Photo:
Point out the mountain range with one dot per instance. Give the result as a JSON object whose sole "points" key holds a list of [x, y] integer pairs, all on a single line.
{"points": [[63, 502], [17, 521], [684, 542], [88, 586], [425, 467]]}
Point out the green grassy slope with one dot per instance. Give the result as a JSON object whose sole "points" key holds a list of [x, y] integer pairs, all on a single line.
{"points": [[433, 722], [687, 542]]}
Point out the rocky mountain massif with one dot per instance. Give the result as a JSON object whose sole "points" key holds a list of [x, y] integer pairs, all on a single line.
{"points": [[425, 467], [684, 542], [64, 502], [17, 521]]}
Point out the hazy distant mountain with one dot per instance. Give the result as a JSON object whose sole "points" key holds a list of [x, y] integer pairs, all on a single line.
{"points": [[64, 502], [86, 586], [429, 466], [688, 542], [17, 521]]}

☆ ☆ ☆ ☆ ☆ ☆ ☆

**Task to carry out:**
Write out all of the data again, swapping every "dot" for "marker" and leaving the rest unchanged.

**Solution:**
Photo:
Point out the mountain range with one marker per instance. Give the result as a JSON object whose sole "points" key holds a list of [x, y] integer pairs, all on a single line.
{"points": [[63, 502], [17, 521], [684, 542], [88, 586], [425, 467]]}
Point out the green grassy slope with one marker per instance. Give the result as a JSON object whose sole "points" key holds a list of [x, y] integer pairs, all on a single line.
{"points": [[433, 722], [687, 542]]}
Point out the rocky mountain massif with one marker per instance. Give the result as a JSON object whose sole "points" key holds a list of [x, y] integer pairs, all on a single line.
{"points": [[425, 467], [684, 542], [64, 502], [17, 521]]}
Point out the hazy distant mountain with one marker per instance. Give the result as a JSON object whose sole "points" key holds a list of [x, y] integer pairs, all on a single line.
{"points": [[64, 502], [86, 586], [429, 466], [688, 542], [17, 521]]}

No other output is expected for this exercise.